**给定文本:**
..............................

Flink学习:Flink Table/Sql API

本文介绍了ApacheFlink中TableAPI和SQL的使用,包括如何获取TableEnvironment,注册内部与外部Catalog,以及DataStream和DataSet转换为Table的方法。此外,还详细讲解了通过SqlAPI和TableAPI执行查询和数据处理的操作。
摘要由CSDN通过智能技术生成

  • 和DataStream API一样,Table API和Sql中具有相同的编程模型,首先需要构建对应的TableEnvironment创建关系型编程环境,才能够在程序中使用Table API和Sql来编写应用程序,另外Table API和Sql接口可以在应用中同时使用

一、获取TableEnvironment

1、流式应用

import org.apache.flink.streaming.api.scala._
import org.apache.flink.table.api.TableEnvironment

object SqlTest {
  def main(args: Array[String]): Unit = {
    val streamEnv = StreamExecutionEnvironment.getExecutionEnvironment
    val tEnv = TableEnvironment.getTableEnvironment(streamEnv)
  }
}

2、批式应用

import org.apache.flink.streaming.api.scala._
import org.apache.flink.table.api.TableEnvironment

object SqlTest {
  def main(args: Array[String]): Unit = {
    val Env = ExecutionEnvironment.getExecutionEnvironment
    val tEnv = TableEnvironment.getTableEnvironment(streamEnv)
  }
}
  • 首先需要创建执行环境TableEnvironment,方法中的参数分别是每种应用类型(流式应用和批式应用)对应的执行环境

二、注册Catalog

(一)、内部Catalog注册

1、内部Table注册

  • 通过scan方法从内部Catalog找到表名并select一些字段形成一个新表
  • 通过registerTable把新表注册到Catalog中
import org.apache.flink.streaming.api.scala._
import org.apache.flink.table.api.TableEnvironment

object SqlTest {
  def main(args: Array[String]): Unit = {
   
    val streamEnv = StreamExecutionEnvironment.getExecutionEnvironment
    val tEnv = TableEnvironment.getTableEnvironment(streamEnv)

..............................

检测示例
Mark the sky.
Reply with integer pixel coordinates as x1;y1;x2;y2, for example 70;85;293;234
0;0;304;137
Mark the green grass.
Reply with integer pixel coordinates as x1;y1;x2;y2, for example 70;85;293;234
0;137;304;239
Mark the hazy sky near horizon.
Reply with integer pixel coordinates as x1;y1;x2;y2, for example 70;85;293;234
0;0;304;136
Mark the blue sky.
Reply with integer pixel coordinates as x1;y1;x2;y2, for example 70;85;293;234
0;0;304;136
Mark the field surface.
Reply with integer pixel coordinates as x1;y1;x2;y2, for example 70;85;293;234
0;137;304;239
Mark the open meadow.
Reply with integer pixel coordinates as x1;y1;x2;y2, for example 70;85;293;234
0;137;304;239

..............................

**任务要求:**
把给定文本中的这句话译成英文:"本文介绍了ApacheFlink中TableAPI和SQL的使用,包括如何获取TableEnvironment,注册内部与外部Catalog,以及DataStream和DataSet转换为Table的方法。"

**参考解答:**
This article introduces the use of the Table API and SQL in Apache Flink, including how to obtain a TableEnvironment, how to register internal and external Catalogs, and the methods for converting a DataStream and a DataSet into a Table.